Exercise description
Rewrite the material below with every "marker" changed to "dot", keeping everything else unchanged.

==========

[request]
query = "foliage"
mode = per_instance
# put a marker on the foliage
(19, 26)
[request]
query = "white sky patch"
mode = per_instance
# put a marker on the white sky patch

==========

Response to the task
[request]
query = "foliage"
mode = per_instance
# put a dot on the foliage
(19, 26)
[request]
query = "white sky patch"
mode = per_instance
# put a dot on the white sky patch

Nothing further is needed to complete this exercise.